--- PASSAGE GIVEN ---
There’s no question the Canadian men’s hockey team will face more pressure than any other team in this tournament. And for the record, anything short of gold is total, utter failure. The standard is gold. Nothing else matters, nor should it.

So, yeah, they should feel pressure.

But many others have been there before them. Any other candidates for most pressure on a team to win? Send them to me.

 

Feb 10, 2010

I got nothing for you today.

We had no hockey last night. Older son is barely mobile after blocking a slapshot with the large bone on the side of his ankle and then getting kicked in the ribs (not on the same play.) So, he’ll likely be taking a pass on both junior and midget practices tonight for the first time this season, and the folks at Boston Pizza in Mississauga will likely send out and APB wondering where we are.

Younger son is busy killing aliens or something on Xbox or PS3 or whatever.

So I get two consecutive nights at home? The neighbours will start to talk.

Mind you, I’m not complaining.

- - -

How about that snow last night? What did we get? Maybe three or four centimetres?

Oh, the humanity.

What kind of world is this when Washington, DC, gets 60 centimetres of snow in three days and I haven’t had to start my snow thrower once this winter? And what’s worse, in a month from now we’ll be looking at pictures of the president standing in the rose garden with flowers blooming all around him. It’s not fair.

I’m telling ya, I want a snow day. We need a snow day. We deserve a snow day!

- - -

Apparently, I am not the only in need of a snow day.

I wandered out of the office last night around 5:45p last night to find Victoria Street south of King blanketed in white. And that was something of a revelation, because it wasn’t snowing. That, and the NYC cabs lining the street also caught my eye.

--- REQUIRED ACTIONS ---
1. Extract the part of the blog post starting with "Feb 10, 2010" and going on through "where we are.", word for word.
2. How many lines of the listing contain the string "patch"? Reply with the number alone.
The listing is unrelated to the blog post.

--- RECORDED DATA ---
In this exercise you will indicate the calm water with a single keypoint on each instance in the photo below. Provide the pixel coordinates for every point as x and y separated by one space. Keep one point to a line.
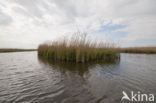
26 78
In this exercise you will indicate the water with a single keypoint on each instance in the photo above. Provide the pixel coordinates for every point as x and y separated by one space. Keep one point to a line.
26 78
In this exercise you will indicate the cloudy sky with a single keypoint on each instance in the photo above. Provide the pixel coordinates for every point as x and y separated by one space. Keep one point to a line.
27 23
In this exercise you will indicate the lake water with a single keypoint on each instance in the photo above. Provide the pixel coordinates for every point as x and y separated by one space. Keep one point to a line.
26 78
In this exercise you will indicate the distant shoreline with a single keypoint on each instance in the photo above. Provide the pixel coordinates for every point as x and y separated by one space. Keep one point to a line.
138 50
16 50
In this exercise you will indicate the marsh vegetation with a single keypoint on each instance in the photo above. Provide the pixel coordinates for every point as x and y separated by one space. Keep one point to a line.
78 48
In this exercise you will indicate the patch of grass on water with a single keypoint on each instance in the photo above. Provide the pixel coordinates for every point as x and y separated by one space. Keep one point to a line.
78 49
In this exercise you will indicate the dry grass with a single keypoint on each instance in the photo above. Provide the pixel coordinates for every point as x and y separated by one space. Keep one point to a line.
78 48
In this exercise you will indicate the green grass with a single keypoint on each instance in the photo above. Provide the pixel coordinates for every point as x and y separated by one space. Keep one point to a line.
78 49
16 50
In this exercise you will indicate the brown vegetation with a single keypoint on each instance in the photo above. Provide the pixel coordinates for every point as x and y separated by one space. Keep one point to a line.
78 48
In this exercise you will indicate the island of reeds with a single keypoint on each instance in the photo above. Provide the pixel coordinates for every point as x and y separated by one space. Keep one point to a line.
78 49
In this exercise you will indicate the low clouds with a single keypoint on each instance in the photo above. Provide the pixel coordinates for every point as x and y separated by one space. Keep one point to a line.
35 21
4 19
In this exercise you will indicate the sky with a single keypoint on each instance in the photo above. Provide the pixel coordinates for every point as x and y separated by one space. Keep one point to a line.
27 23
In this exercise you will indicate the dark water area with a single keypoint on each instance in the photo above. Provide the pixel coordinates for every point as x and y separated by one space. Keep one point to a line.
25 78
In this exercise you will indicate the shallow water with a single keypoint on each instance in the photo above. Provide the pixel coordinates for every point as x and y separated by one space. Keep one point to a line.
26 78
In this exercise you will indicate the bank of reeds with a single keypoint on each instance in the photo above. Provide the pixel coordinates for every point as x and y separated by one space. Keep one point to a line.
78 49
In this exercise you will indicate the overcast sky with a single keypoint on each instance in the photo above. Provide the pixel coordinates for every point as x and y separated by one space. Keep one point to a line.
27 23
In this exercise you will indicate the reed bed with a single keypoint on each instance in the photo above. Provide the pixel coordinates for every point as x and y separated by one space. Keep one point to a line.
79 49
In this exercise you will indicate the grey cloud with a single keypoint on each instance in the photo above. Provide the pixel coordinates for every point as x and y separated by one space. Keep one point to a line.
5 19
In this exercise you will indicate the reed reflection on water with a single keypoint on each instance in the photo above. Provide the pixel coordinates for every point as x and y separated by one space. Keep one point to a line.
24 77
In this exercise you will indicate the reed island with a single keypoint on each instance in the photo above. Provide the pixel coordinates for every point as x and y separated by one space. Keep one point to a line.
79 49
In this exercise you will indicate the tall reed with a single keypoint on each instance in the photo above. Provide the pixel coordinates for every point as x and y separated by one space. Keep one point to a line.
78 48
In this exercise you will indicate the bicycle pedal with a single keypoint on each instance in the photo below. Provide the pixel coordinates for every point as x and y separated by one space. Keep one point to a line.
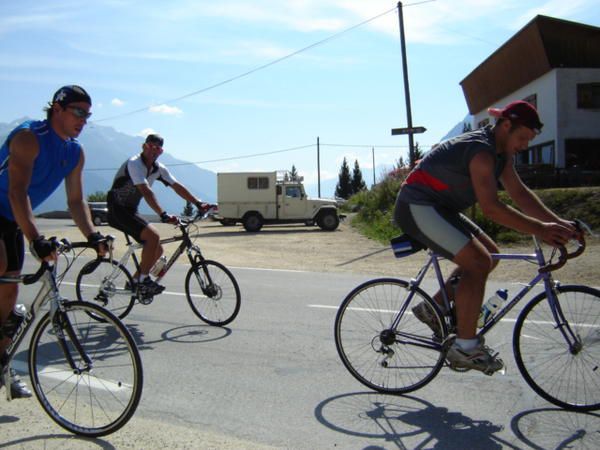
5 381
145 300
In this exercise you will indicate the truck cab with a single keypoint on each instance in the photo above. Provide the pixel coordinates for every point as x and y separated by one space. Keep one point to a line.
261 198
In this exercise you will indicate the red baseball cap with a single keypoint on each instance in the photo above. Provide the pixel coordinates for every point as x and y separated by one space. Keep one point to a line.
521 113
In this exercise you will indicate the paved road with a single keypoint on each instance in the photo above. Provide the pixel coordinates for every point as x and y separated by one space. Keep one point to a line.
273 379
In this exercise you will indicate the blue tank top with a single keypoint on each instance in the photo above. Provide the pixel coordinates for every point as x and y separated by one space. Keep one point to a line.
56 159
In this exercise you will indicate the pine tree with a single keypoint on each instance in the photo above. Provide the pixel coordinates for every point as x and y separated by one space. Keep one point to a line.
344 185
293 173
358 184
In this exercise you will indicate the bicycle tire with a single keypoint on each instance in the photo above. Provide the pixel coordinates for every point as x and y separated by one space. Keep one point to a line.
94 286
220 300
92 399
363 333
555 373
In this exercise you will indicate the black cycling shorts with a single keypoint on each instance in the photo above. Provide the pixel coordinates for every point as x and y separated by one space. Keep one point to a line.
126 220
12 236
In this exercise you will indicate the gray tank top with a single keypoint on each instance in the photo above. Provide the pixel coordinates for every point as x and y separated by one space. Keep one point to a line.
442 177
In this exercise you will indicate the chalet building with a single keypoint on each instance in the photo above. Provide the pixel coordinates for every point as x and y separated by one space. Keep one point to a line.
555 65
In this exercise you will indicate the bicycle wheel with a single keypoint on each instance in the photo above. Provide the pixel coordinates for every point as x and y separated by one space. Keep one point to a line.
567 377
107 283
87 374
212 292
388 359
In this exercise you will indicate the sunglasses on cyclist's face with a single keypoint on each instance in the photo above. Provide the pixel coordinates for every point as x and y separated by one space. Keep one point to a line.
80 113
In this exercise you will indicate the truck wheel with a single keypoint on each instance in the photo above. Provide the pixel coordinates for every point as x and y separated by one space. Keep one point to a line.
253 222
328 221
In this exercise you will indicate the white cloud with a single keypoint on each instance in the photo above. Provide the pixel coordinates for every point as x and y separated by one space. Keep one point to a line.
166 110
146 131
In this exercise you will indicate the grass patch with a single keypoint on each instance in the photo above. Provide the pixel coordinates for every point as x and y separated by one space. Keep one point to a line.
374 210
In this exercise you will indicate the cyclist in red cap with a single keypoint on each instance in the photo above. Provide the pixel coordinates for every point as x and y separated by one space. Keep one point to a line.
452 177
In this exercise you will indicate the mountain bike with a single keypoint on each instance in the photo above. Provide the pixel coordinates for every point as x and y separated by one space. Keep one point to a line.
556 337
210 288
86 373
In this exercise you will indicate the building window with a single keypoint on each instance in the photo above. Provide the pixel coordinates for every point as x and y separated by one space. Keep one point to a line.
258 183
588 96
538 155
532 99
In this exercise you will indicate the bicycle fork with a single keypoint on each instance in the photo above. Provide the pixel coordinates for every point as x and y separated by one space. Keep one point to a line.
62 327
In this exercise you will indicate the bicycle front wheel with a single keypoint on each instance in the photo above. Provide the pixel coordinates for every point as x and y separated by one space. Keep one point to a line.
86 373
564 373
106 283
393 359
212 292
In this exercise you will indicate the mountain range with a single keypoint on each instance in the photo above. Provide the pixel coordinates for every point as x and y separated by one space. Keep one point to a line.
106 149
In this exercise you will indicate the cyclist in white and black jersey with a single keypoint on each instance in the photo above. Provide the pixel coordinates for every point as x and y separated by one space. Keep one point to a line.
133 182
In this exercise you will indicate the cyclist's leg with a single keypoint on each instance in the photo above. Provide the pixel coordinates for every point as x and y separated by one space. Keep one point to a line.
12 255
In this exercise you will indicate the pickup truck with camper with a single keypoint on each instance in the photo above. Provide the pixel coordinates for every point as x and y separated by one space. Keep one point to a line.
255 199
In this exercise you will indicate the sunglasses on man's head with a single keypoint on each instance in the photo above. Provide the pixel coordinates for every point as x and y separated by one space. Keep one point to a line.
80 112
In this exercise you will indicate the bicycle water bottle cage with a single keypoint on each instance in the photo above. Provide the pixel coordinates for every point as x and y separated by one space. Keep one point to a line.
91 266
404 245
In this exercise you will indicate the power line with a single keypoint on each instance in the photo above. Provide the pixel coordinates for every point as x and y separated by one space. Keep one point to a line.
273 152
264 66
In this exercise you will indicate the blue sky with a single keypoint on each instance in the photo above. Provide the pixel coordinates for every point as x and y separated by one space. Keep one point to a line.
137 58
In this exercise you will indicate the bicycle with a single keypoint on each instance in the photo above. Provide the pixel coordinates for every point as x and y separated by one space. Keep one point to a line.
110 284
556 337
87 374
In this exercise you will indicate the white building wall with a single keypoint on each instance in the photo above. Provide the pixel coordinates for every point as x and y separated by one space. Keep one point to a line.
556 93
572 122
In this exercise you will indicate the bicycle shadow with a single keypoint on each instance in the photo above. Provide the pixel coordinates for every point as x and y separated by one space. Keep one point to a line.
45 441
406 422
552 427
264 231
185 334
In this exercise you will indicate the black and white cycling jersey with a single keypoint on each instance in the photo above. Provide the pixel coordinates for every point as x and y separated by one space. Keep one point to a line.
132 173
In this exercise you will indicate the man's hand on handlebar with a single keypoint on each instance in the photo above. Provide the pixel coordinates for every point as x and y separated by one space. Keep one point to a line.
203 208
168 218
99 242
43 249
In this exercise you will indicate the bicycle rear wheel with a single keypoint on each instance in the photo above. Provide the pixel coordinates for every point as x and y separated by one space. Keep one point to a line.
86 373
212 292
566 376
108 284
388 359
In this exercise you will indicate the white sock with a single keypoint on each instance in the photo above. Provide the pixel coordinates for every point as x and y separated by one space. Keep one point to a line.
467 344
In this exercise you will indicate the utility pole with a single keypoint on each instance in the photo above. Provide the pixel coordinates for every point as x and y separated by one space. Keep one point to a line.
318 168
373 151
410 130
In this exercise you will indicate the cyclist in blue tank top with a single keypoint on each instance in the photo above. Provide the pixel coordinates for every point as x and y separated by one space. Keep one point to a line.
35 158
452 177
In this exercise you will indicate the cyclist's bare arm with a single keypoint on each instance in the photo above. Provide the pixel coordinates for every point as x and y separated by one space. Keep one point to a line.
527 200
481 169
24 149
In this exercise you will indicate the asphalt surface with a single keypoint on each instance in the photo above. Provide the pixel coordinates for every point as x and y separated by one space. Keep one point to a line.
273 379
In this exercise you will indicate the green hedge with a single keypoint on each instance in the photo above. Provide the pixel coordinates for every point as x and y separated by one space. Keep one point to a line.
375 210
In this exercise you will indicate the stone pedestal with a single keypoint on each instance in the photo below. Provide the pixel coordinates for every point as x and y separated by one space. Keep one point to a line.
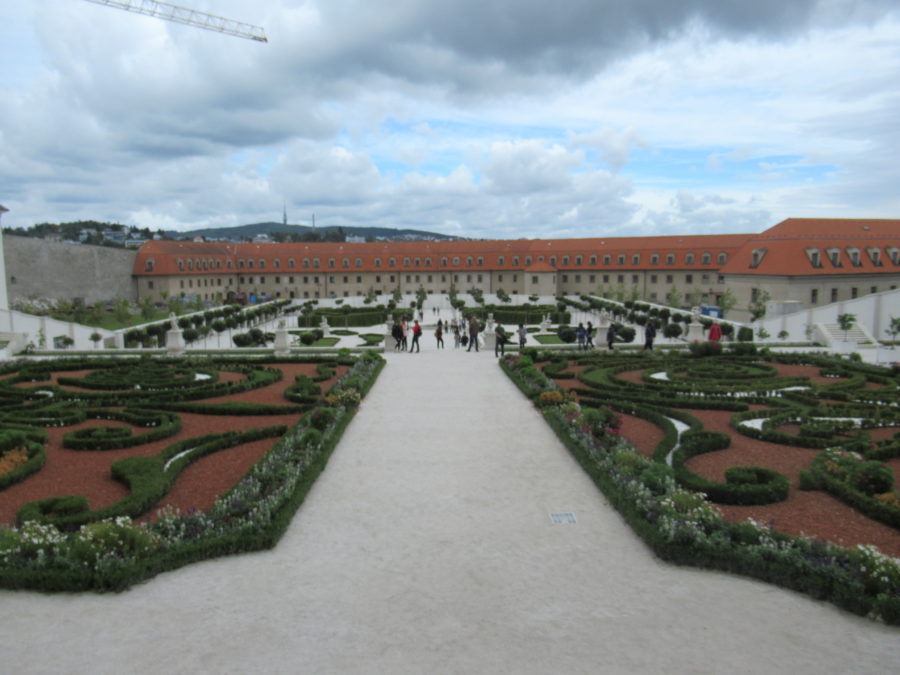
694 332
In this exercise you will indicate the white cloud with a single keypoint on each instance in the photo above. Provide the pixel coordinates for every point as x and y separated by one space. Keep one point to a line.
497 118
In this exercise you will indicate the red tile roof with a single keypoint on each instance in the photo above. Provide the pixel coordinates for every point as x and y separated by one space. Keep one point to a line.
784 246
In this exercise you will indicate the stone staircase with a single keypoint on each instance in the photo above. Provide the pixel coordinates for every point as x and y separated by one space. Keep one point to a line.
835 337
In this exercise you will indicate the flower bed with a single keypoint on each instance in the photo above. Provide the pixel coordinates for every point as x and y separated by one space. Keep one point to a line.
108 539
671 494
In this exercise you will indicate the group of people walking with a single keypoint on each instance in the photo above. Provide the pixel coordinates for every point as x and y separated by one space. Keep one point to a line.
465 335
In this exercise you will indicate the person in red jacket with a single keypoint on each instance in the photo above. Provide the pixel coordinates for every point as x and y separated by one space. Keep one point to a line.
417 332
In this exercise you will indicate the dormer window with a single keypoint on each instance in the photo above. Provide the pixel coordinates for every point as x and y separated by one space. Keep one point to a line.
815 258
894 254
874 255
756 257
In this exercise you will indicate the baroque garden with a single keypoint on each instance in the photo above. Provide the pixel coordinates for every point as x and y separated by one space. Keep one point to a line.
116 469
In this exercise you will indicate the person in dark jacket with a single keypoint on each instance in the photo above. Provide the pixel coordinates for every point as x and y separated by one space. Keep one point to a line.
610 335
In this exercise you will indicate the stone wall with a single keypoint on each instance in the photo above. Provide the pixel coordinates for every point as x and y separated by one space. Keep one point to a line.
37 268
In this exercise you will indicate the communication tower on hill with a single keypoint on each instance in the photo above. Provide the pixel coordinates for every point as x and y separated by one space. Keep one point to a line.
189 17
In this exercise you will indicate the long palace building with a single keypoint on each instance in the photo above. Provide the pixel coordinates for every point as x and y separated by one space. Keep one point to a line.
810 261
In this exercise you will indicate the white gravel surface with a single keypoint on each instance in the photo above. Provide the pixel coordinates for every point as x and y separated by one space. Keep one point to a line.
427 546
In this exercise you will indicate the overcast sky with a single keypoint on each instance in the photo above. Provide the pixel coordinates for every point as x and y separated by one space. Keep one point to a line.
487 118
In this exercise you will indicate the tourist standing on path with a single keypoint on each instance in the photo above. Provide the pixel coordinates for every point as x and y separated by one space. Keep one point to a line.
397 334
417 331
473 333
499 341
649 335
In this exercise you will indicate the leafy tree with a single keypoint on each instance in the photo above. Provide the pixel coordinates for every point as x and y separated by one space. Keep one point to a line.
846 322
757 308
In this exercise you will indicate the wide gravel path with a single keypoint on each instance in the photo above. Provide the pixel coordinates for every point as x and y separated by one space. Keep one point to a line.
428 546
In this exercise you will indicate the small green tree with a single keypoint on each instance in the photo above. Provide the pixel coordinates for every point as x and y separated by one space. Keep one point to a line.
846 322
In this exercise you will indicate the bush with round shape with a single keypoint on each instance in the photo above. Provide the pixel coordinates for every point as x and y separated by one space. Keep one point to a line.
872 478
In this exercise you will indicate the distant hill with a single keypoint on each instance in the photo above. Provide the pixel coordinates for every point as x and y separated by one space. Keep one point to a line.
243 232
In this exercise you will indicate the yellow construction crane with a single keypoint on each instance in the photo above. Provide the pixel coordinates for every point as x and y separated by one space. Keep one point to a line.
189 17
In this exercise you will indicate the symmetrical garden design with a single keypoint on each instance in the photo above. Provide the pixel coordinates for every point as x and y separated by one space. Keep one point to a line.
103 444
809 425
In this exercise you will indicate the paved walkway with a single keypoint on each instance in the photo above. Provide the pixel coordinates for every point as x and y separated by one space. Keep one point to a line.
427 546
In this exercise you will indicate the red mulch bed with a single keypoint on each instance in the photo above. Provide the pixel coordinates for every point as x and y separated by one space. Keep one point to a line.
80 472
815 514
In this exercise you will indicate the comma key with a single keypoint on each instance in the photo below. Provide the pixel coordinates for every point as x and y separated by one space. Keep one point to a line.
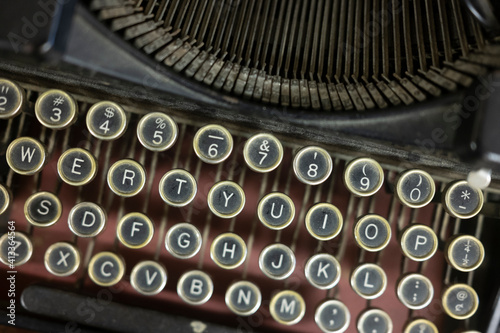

--- RESULTS FOR THE EXERCISE ---
1.
Feb 10, 2010

I got nothing for you today.

We had no hockey last night. Older son is barely mobile after blocking a slapshot with the large bone on the side of his ankle and then getting kicked in the ribs (not on the same play.) So, he’ll likely be taking a pass on both junior and midget practices tonight for the first time this season, and the folks at Boston Pizza in Mississauga will likely send out and APB wondering where we are.

2. 2